Quoted text –

YiJing::0x11 - Gu\/ (Web Crawler)


"Beware: There is only a thin line between a crawler and a worm!"



Web crawler: Nice and fun. Suitable to sift in the great Data Flow. Test run for three days before sending it out; analyze the data for three days before sending it out again.



This hexagram is emblematic of the trouble that you would face in writing or managing a web crawler: the program has to strike out on its own and unobtrusively sift great gobs of data in any number of messy formats.

It needs testing and retesting, planning and monitoring. It has to follow old standards and accept new ones, and tolerate sites that don't follow standards at all. To do its work, the web crawler has to get as much data from as many sites as it can, without bothering any webmasters in the process.

It has to be efficient, but deliberate. It is a matter of contradictory goals -- a situation that comes up in all sorts of systems besides web crawlers.

Request 1 – According to the web crawler text, how many days should a crawler be test run before it is sent out?
Request 2 – Return the stretch of the web crawler text from "This hexagram is" through "besides web crawlers.".
The items that follow are separate material and are not part of the web crawler text.

Material provided –
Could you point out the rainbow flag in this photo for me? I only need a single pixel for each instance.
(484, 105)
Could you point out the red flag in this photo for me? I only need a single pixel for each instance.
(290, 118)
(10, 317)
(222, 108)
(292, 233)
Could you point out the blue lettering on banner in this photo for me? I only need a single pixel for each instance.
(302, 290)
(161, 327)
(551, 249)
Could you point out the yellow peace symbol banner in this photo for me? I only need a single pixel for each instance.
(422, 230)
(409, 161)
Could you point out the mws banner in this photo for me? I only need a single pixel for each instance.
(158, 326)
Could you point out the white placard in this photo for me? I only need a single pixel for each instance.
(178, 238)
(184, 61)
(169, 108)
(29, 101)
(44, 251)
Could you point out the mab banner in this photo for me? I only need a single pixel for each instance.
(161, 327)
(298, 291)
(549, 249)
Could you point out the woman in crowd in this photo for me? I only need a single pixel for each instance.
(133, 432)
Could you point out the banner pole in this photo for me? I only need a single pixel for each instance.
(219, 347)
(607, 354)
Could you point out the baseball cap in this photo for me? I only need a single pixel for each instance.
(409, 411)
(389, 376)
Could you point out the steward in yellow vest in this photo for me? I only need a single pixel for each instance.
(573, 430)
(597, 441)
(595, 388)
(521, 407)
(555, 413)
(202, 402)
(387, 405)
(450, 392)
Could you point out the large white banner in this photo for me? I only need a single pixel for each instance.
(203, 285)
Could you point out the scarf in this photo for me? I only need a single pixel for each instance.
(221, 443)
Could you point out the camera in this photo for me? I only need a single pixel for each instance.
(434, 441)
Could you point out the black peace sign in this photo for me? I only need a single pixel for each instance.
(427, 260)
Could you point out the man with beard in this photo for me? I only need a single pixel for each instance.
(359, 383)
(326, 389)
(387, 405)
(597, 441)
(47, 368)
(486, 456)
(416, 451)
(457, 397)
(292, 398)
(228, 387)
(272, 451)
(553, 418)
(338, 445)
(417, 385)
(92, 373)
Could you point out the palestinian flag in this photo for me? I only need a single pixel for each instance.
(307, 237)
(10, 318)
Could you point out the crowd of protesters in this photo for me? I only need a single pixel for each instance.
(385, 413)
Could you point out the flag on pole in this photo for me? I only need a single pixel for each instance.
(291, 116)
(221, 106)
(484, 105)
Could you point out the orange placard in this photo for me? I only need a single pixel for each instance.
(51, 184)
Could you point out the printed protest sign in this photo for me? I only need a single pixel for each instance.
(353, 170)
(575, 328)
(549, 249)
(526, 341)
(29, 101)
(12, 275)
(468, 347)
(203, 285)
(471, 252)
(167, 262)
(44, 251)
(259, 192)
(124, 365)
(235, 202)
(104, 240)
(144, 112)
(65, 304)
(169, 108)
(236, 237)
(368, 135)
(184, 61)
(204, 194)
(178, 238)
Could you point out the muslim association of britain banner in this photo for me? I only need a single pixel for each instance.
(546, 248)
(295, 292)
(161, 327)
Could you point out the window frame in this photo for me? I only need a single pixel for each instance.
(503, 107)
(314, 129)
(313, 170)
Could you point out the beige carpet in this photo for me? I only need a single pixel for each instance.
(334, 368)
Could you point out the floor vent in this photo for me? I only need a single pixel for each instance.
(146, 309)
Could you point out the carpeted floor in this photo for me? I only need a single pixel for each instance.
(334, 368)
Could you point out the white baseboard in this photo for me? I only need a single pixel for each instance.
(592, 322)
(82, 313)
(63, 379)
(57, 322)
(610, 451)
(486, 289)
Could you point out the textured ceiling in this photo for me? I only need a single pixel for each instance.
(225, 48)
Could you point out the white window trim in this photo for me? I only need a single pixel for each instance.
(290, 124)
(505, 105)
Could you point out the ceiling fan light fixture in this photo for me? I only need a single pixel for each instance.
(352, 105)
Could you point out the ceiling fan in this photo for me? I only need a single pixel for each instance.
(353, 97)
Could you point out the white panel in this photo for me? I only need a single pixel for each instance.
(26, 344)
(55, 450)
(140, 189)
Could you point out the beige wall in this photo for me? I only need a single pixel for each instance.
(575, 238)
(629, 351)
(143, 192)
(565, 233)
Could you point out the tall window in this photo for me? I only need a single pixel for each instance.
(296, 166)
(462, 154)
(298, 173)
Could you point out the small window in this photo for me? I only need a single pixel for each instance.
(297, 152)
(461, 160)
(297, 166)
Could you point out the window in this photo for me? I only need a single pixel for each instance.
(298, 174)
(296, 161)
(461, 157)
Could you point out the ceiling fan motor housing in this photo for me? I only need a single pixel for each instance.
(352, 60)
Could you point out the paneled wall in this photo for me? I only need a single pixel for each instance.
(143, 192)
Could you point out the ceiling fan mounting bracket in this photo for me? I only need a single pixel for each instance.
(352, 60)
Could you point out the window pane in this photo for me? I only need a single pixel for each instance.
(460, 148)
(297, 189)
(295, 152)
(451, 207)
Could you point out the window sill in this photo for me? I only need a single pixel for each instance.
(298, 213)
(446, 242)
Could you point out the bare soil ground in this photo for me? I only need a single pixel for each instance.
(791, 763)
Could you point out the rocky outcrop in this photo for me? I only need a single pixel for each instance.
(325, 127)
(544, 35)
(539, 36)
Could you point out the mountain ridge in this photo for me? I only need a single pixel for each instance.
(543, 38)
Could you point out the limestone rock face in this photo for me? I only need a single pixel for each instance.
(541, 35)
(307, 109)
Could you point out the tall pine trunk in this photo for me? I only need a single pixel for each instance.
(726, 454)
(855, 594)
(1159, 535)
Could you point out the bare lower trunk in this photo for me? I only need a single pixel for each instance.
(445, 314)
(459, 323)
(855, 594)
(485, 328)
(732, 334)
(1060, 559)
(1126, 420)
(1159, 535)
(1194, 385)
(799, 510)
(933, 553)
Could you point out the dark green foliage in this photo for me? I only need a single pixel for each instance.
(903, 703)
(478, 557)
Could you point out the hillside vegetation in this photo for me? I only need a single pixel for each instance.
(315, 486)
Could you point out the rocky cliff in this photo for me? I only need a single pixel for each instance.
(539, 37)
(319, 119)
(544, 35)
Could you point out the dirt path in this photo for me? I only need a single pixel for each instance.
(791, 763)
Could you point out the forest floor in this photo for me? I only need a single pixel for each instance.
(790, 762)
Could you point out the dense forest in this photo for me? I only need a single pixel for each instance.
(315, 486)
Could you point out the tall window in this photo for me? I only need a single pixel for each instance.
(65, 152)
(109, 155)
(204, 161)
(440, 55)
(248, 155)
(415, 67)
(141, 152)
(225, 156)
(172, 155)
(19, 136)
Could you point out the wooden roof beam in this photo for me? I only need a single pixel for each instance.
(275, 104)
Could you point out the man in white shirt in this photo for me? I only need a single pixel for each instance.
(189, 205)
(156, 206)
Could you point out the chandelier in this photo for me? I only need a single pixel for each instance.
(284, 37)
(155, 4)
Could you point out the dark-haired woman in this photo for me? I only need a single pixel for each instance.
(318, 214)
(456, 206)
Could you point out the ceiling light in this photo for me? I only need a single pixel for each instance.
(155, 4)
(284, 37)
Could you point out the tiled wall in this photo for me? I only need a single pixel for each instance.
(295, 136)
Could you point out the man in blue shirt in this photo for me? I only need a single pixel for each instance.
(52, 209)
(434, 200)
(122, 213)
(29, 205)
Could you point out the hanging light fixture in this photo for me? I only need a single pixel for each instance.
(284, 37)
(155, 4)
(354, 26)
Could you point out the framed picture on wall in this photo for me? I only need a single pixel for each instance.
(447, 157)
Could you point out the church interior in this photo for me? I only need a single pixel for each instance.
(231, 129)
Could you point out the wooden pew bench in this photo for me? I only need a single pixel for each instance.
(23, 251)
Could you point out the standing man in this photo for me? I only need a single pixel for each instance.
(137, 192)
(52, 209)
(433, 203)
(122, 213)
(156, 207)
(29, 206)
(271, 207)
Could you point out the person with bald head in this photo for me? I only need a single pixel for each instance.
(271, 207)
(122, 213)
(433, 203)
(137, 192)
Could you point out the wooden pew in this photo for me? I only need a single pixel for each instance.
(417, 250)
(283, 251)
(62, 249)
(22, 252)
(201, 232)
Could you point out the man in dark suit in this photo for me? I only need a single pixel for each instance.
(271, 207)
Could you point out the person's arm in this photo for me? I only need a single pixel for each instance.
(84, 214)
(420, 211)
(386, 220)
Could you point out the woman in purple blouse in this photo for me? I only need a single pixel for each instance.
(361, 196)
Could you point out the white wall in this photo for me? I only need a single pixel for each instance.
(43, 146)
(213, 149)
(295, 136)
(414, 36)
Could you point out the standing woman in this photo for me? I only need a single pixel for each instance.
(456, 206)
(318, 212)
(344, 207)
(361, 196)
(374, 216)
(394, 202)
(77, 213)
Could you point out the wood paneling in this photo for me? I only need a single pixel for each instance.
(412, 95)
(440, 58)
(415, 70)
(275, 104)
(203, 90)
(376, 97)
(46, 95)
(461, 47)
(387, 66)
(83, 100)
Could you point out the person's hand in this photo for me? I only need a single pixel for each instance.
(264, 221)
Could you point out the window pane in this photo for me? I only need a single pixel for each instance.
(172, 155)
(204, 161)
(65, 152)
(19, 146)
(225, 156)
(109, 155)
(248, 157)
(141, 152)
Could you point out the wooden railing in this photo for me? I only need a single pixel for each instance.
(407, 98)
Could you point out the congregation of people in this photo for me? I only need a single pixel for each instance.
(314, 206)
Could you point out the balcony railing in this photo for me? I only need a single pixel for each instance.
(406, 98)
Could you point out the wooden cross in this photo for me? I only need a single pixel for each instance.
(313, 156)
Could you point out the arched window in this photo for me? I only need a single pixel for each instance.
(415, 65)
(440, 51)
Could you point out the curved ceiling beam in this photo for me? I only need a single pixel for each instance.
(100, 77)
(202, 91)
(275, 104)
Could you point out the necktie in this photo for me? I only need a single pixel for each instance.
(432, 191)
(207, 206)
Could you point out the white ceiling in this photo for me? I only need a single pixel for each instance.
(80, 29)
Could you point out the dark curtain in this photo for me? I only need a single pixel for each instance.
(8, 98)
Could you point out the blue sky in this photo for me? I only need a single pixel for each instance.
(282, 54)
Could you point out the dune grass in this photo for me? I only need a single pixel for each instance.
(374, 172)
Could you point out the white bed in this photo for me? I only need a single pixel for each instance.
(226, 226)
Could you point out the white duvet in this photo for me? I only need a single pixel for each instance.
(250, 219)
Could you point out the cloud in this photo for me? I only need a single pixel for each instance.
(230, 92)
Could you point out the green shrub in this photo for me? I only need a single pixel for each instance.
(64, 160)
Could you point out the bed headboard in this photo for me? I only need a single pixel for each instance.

Worked solution 1 – Three days.

Worked solution 2 –
This hexagram is emblematic of the trouble that you would face in writing or managing a web crawler: the program has to strike out on its own and unobtrusively sift great gobs of data in any number of messy formats.

It needs testing and retesting, planning and monitoring. It has to follow old standards and accept new ones, and tolerate sites that don't follow standards at all. To do its work, the web crawler has to get as much data from as many sites as it can, without bothering any webmasters in the process.

It has to be efficient, but deliberate. It is a matter of contradictory goals -- a situation that comes up in all sorts of systems besides web crawlers.